> **Tareas**:
• 1. ¿Cuáles son las tres dimensiones de la historia que nombra el fragmento sobre la liturgia?
• 2. Reproduce el fragmento sobre la liturgia desde "3. EN MARCHA" hasta "nuestra misma patria.", incluido esto último.

> **Extracto del documento**:
:::::

El cristiano que vive la liturgia no sólo se experimenta como condicionado por la historia; retoma con gratitud la historia pasada precisamente en cuanto es historia de libertad, y experimenta el hic et nunc como regalo y tarea para su libertad, como lo que puede hacer que la historia dé un paso adelante en el camino hacia una mayor libertad y fidelidad. Esto no es solamente un modo nuevo de ver las cosas; el cristiano, cuando celebra la presencia y la venida del Señor de la historia de la salvación, se abre a su presencia liberadora.
3. EN MARCHA HACIA EL CUMPLIMIENTO. El Señor, que en la liturgia nos sale al encuentro en su misterio salvífico y nos introduce en él, vive ya al nivel de la parusía. En él ya se da el cumplimiento. Al hacernos participar de su misterio salvífico, él es nuestro garante, nuestro guía por el camino y de alguna manera ya nuestra misma patria.
El hombre que vive la liturgia está totalmente orientado hacia el cumplimiento. La plenitud que todavía falta, ya la tiene presente en Cristo, como un potente imán. Por eso su vida tiende en un sentido profundo hacia el fin. No se detiene en las angosturas de las prohibiciones, que llevan continuamente a los indolentes a la catástrofe. Deja atrás la ética de las simples prohibiciones y vive con la mirada fija principalmente en los mandamientos-meta (= Zielgebote), que para el cristiano modelado por la liturgia toman toda su urgencia y riqueza de contenido del misterio salvífico. Quien vive en Cristo y con él camina hacia el fin se sientelleno de vigor y de alegría cuando el Señor invita: "Seguid unidos a mí y yo a vosotros... Os he dicho estas cosas para que mi alegría esté dentro de vosotros y vuestra alegría sea completa. Este es mi mandamiento: amaos unos a otros como yo os amé" (Jn 15,4-12).
La teología moral del cristiano formado en la escuela de la liturgia no es una simple doctrina normativa, sobre todo no en el sentido de normas limitativas. Y por lo que se refiere a las virtudes, no piensa principalmente según el esquema de las virtudes cardinales que nos ha sido transmitido por la cultura griega, aun cuando no le sea indiferente y sepa conferirle un significado cristocéntrico. Para él son mucho más fundamentales las virtudes bíblicas, escatológicas, que se corresponden con las tres dimensiones de la historia (pasada, presente, futura) y con la plenitud de la historia de la salvación. Entre ellas cuenta también el discernimiento de los espiritus y la capacidad de irradiar alegría y paz.
4. DISCERNIMIENTO DE LOS ESPÍRITUS Y SIGNOS DEL TIEMPO. La liturgia nos enseña eficazmente que nuestra participación receptiva y activa en el misterio salvífico y en la misión histórico-salvífica de Cristo es obra del Espíritu Santo. El Espíritu nos introduce en nuestro ser en Cristo, en la comprensión de las palabras de Cristo y en el sentido de los signos del tiempo.

:::::

Fragmentos del conjunto de datos de anotación de ubicaciones
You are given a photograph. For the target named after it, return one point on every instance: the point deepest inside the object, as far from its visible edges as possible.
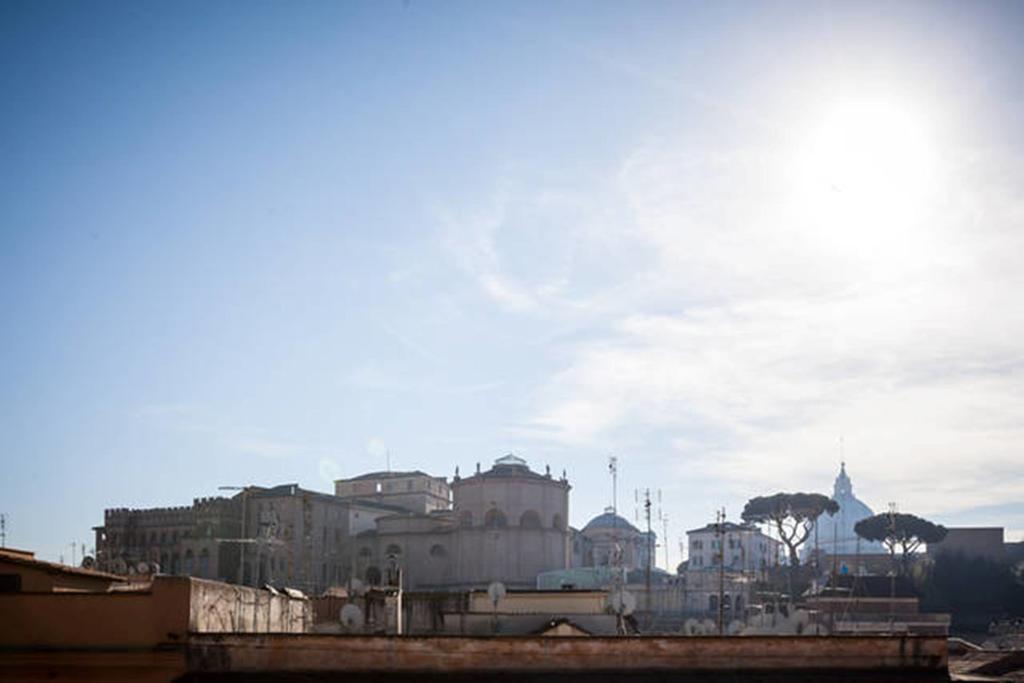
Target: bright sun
(864, 170)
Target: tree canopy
(792, 514)
(899, 530)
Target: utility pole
(650, 551)
(892, 570)
(665, 531)
(613, 471)
(720, 532)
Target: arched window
(529, 519)
(373, 575)
(204, 563)
(495, 519)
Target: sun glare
(864, 171)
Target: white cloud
(752, 335)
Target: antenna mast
(650, 549)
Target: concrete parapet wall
(217, 607)
(166, 612)
(440, 654)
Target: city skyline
(263, 245)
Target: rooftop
(726, 526)
(28, 559)
(389, 475)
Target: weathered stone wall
(385, 656)
(216, 607)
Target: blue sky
(264, 243)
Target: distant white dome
(836, 532)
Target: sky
(732, 244)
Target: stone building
(507, 523)
(416, 491)
(725, 562)
(608, 530)
(184, 540)
(835, 534)
(283, 536)
(740, 547)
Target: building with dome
(605, 531)
(835, 534)
(508, 523)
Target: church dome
(836, 532)
(608, 519)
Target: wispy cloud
(750, 335)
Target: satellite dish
(496, 592)
(623, 602)
(351, 616)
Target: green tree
(793, 515)
(900, 531)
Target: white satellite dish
(351, 616)
(496, 592)
(623, 602)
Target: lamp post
(242, 532)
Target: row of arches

:::::

> **Soluciones por tarea**:
• 1. Pasada, presente y futura.

• 2.
3. EN MARCHA HACIA EL CUMPLIMIENTO. El Señor, que en la liturgia nos sale al encuentro en su misterio salvífico y nos introduce en él, vive ya al nivel de la parusía. En él ya se da el cumplimiento. Al hacernos participar de su misterio salvífico, él es nuestro garante, nuestro guía por el camino y de alguna manera ya nuestra misma patria.